____ PROVIDED RECORDS
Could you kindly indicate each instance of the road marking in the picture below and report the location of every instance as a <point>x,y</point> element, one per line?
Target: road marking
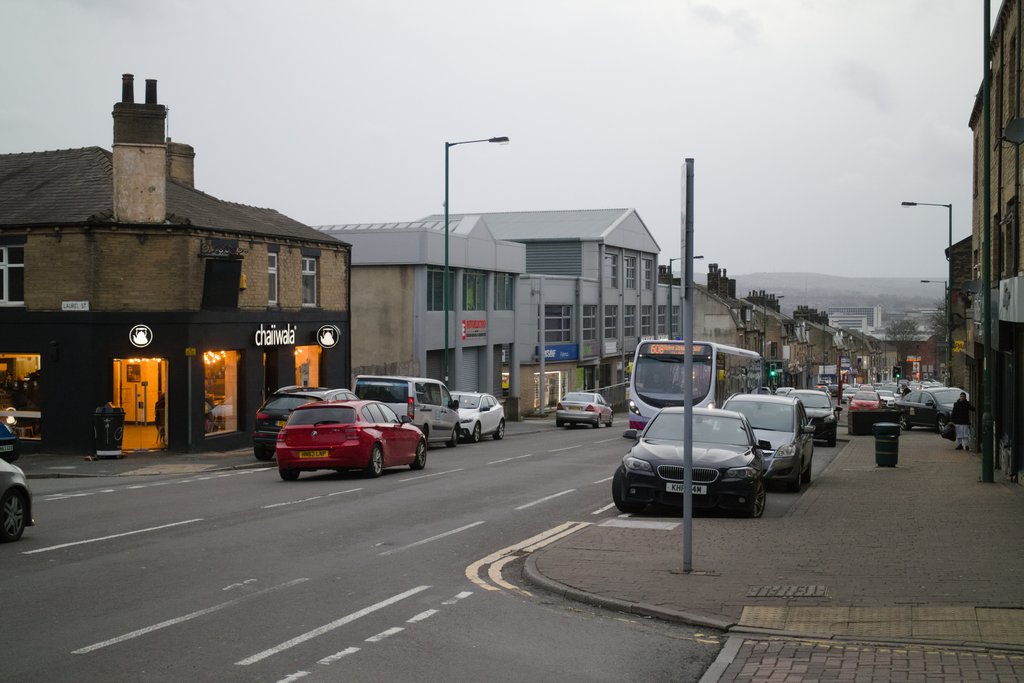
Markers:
<point>179,620</point>
<point>337,655</point>
<point>433,538</point>
<point>327,628</point>
<point>505,460</point>
<point>543,500</point>
<point>427,476</point>
<point>385,634</point>
<point>108,538</point>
________
* _WHAT YOU HAVE TO DO_
A faithful copy of each entry is required, and no picture may be carried into it.

* _ANSWER FOR THE TASK_
Could you kindly indicate each instance of the road marking in the picture below and report the location of every instance as a <point>x,y</point> element, one per line?
Target: road marking
Markers:
<point>179,620</point>
<point>337,655</point>
<point>433,538</point>
<point>327,628</point>
<point>505,460</point>
<point>543,500</point>
<point>427,476</point>
<point>385,634</point>
<point>108,538</point>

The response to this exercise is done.